-- Data lines --
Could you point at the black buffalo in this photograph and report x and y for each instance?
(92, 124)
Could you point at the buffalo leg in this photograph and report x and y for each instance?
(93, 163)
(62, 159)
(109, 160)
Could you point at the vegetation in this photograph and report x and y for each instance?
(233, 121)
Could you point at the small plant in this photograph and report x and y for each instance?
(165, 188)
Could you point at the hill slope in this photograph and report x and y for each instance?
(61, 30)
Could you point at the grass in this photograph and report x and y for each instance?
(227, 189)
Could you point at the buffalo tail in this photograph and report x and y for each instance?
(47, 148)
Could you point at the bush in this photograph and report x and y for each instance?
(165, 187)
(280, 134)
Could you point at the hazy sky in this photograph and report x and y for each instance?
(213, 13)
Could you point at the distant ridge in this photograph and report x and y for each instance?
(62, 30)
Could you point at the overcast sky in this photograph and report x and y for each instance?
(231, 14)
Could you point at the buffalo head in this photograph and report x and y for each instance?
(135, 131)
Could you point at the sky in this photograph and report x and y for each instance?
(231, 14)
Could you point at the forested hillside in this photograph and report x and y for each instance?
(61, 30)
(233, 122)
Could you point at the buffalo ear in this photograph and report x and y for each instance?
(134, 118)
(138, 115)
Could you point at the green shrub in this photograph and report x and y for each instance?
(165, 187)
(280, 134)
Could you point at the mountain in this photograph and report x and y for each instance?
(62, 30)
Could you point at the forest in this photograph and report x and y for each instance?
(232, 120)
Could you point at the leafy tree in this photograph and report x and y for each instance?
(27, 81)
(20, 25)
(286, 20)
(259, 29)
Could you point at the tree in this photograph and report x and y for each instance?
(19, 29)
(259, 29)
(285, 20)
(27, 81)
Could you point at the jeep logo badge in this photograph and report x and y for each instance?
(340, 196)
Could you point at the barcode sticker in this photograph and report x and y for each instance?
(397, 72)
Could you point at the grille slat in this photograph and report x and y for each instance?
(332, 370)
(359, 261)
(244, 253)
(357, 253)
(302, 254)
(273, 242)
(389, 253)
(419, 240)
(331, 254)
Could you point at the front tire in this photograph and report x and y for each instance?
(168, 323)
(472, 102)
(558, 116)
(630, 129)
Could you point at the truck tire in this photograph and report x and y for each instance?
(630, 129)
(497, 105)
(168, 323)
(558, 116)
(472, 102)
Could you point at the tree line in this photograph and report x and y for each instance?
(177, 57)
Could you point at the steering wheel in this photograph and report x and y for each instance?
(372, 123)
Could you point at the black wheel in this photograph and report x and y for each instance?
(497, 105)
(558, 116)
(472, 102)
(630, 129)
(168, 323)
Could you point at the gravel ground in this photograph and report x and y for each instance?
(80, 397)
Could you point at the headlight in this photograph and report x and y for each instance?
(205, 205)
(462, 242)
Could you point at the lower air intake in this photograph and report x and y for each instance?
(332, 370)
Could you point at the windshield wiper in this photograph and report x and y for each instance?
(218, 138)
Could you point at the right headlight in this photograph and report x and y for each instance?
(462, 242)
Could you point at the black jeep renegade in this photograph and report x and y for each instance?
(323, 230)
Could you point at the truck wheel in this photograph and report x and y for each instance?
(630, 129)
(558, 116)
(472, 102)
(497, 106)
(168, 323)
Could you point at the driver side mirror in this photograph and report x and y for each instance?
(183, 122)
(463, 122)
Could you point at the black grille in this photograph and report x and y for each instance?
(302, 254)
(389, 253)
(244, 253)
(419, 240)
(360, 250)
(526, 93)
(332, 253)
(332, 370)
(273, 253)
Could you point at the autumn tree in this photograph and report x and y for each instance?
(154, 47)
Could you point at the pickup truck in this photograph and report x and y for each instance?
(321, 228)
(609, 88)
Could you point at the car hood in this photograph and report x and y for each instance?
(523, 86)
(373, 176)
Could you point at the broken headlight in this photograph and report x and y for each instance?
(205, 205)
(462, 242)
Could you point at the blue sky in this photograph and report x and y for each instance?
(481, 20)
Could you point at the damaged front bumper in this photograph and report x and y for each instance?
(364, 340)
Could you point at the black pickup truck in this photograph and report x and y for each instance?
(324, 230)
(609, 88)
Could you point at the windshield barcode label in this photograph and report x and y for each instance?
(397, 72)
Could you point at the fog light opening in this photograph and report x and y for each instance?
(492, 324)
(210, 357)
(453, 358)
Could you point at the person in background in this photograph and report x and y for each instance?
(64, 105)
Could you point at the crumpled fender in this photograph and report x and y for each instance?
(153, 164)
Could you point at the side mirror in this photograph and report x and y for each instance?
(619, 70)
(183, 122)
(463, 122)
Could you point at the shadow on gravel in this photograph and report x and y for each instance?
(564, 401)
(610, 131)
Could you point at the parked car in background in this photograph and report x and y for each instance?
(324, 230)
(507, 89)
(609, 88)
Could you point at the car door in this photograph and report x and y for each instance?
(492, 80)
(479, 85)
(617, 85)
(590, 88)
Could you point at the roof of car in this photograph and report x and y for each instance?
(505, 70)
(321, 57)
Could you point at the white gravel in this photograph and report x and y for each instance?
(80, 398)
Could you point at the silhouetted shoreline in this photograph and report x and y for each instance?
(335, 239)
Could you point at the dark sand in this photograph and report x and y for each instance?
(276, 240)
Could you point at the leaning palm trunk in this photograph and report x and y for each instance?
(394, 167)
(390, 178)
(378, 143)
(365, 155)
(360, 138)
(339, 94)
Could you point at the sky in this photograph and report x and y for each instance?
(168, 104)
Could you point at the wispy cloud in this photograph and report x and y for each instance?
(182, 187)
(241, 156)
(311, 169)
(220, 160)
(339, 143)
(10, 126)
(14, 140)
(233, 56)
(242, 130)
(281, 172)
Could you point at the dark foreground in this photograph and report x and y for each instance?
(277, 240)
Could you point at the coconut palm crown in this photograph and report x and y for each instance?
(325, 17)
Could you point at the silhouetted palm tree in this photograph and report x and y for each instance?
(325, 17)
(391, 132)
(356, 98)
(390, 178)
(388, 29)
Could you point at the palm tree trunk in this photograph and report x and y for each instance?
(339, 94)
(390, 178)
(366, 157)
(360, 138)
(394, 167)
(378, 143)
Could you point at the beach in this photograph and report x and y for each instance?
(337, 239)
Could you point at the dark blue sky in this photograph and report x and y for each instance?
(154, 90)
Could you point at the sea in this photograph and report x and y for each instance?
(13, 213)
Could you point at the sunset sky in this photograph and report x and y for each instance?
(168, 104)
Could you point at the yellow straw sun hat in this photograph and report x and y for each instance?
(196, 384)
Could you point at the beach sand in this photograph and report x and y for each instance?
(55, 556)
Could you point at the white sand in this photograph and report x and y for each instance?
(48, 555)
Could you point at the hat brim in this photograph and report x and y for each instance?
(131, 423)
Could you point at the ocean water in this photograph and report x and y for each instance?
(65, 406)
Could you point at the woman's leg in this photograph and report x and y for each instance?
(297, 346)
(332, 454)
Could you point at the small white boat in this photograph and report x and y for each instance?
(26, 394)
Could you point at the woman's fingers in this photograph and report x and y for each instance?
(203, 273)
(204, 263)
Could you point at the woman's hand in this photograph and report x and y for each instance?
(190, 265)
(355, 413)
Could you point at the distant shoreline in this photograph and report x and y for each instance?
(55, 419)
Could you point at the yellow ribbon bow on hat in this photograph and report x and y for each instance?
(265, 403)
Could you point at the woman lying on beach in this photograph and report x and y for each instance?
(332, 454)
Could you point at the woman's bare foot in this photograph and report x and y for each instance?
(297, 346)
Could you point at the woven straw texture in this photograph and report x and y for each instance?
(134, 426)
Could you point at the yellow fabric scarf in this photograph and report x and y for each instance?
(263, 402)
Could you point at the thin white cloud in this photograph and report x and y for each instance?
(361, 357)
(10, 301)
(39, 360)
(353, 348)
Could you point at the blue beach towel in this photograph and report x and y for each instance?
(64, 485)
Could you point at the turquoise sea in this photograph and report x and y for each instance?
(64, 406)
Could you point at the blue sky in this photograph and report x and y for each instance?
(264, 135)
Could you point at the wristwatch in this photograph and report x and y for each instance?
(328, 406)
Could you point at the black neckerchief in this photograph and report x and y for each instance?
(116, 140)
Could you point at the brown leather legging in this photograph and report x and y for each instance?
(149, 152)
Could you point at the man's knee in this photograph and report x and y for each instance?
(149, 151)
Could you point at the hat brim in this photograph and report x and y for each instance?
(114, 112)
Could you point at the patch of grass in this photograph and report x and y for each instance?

-- What is asked --
The answer consists only of the lines from the one containing "Could you point at the wristwatch" to the end of the records, each written out exactly.

-- Problem solution --
Could you point at the wristwatch in this photograph and report x and y for each instance?
(328, 406)
Could you point at the black neckerchief in this photograph and report x and y for each instance?
(116, 140)
Could you point at the brown leather legging in this photograph and report x and y for each instance?
(149, 152)
Could you point at the man's knee in this photograph and report x and y for each instance?
(149, 151)
Could you point at the hat brim in this photograph and report x and y for each instance?
(114, 112)
Could you point at the patch of grass in this photograph and report x and y for each instance?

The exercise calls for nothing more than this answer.